Input material -
━━━━━━━━━━
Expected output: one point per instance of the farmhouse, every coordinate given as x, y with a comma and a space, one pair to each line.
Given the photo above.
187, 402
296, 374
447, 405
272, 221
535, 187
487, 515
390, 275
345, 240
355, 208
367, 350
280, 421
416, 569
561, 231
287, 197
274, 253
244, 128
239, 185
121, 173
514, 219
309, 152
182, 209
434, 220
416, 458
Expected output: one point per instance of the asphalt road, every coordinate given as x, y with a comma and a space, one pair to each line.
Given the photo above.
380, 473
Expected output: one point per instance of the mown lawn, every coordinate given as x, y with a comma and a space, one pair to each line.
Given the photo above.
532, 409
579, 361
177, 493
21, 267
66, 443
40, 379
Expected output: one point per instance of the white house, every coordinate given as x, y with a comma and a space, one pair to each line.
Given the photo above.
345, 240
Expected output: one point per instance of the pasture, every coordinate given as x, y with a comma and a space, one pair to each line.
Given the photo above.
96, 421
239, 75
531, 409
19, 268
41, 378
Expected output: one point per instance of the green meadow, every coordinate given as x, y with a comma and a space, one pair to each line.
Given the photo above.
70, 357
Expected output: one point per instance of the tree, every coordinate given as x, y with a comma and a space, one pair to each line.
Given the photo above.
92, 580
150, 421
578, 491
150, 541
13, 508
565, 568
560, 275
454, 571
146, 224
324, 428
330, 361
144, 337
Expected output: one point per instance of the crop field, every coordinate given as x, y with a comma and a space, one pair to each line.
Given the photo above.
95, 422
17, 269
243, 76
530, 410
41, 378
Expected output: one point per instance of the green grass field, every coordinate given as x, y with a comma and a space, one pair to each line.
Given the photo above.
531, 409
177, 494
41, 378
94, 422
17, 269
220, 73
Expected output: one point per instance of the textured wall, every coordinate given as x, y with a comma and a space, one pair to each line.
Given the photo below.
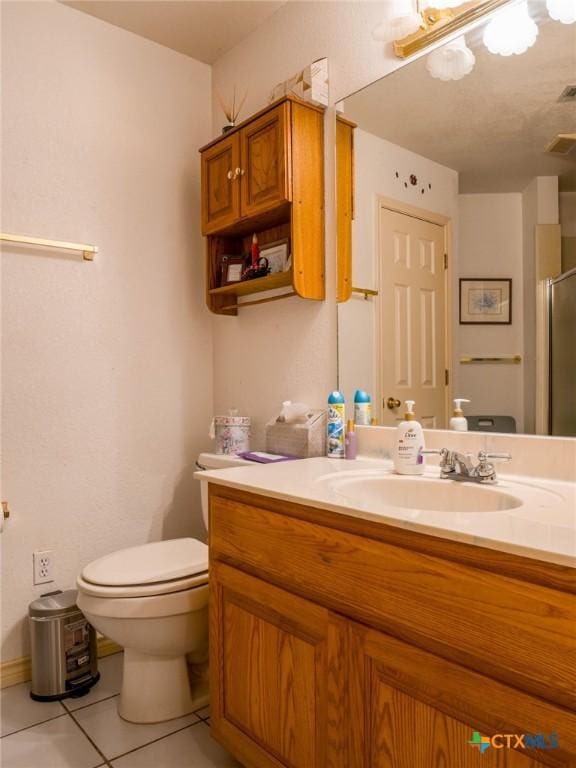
━━━━━━━━━━
Given task -
Edit all the rows above so that "Expected output" becomes "Required output" and nothing else changes. Give the edited rows without the picture.

Solution to the exercise -
Required output: one point per instance of the farmhouse, every coordinate given as x, y with a comma and a space, one pair to each line.
Given the photo above.
187, 402
296, 374
447, 405
272, 221
535, 187
487, 515
390, 275
345, 240
355, 208
367, 350
280, 421
416, 569
561, 231
287, 197
274, 253
244, 128
239, 185
121, 173
514, 219
309, 152
182, 209
434, 220
416, 458
Required output: one point per instance of the asphalt road, every coordinate given as x, y with a comma and a space, one pair to each line.
Given the photo above.
380, 473
Required output: one point per instance of the mown lawn, every coordinate given as x, y with a comma and a space, one pair to each line.
Given the photo above.
532, 409
579, 361
177, 493
21, 267
66, 443
40, 379
Required output: one point per instance of the white house, every coordinate given as x, y with a comma and a space, one pair to each line.
Given the photo above.
345, 240
Required output: one point per instance of the pasture, every coordinate given as x, y with a comma and a space, one pair to each line.
Given the photo above.
96, 421
239, 75
531, 409
19, 268
41, 378
Required output: one point per instance of the green meadow, every coordinate given as x, y with a comma and a space, one pair to each line.
Given the photo above.
70, 357
Required output: one point per instance of the tree, every coordinate given as x, y with a comma and a space, one pair to each line.
Given the photo above.
92, 580
150, 421
578, 491
150, 541
13, 508
565, 568
560, 275
454, 571
146, 224
324, 428
330, 361
144, 337
Required output: one point per instance of the crop field, every coordinate given as x, y with a comma and a space, one pair to each line.
Given the photo above.
95, 422
17, 269
243, 76
530, 410
41, 378
Required output: one point per instance of the green grass field, every coordinate given as x, y with a comma and a space, one pair to each line.
Given the photo above.
531, 409
177, 494
41, 378
94, 422
17, 269
220, 73
Required output: one point per instance of the textured wall, every coordinate given as x, y with a comma and a space, one pair to each line.
Given the photo below.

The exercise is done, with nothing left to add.